PASSAGE PROVIDED »
So you'd rather use the range of oom_adj from -17 to +15 instead of
oom_score_adj from -1000 to +1000 where each point is 68GB? I don't
understand your point here as to why oom_score_adj is worse.

But, yes, in reality we don't really care about the granularity so much
that we need to prioritize a task using 512MB more memory than another to
break the tie on a 1TB machine, 1/2048th of its memory.

> 3) No reason to implement ABI breakage.
> old tuning parameter mean)
> oom-score = oom-base-score x 2^oom_adj

Everybody knows this is useless beyond polarizing a task for kill or
making it immune.

> new tuning parameter mean)
> oom-score = oom-base-score + oom_score_adj / (totalram + totalswap)

This, on the other hand, has an actual unit (proportion of available
memory) that can be used to prioritize tasks amongst those competing for
the same set of shared resources and remains constant even when a task
changes cpuset, its memcg limit changes, etc.

And your equation is wrong, it's

((rss + swap) / (available ram + swap)) + oom_score_adj

which is completely different from what you think it is.

TASK REQUIREMENTS » Write out each formula that sits on a line of its own in the oom_score_adj discussion. Work only from the oom_score_adj discussion above.

DATASET »
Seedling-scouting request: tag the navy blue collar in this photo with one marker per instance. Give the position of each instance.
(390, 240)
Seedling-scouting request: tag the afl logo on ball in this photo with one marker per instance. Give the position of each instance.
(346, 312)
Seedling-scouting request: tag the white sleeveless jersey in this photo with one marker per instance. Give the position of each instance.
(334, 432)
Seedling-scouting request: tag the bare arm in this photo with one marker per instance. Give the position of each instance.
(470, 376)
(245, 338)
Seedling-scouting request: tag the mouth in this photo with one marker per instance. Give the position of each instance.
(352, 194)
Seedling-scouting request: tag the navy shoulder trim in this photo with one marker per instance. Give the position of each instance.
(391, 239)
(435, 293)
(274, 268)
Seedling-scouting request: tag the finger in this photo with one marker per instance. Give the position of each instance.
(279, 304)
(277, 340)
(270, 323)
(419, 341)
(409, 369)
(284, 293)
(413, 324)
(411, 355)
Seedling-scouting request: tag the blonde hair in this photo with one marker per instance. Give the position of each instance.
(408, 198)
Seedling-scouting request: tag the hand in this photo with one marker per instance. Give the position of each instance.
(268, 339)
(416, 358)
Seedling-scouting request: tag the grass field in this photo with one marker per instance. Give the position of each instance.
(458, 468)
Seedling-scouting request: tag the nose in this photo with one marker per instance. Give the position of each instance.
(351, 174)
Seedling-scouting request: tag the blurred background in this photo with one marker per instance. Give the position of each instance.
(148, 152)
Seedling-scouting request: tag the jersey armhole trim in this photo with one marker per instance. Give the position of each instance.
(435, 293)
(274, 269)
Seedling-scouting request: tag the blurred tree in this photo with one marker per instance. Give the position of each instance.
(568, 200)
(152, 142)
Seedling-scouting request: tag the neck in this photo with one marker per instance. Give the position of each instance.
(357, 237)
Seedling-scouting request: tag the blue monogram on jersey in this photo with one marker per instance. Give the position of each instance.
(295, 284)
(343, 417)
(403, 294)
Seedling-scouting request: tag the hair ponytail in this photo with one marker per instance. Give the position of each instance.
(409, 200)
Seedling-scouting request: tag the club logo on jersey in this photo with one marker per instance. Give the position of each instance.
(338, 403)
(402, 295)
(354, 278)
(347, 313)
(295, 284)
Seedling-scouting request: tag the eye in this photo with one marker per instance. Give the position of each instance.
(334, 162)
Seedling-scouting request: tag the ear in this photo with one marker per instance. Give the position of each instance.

SOLUTION TO THE PROBLEM »
- oom-score = oom-base-score x 2^oom_adj
- oom-score = oom-base-score + oom_score_adj / (totalram + totalswap)
- ((rss + swap) / (available ram + swap)) + oom_score_adj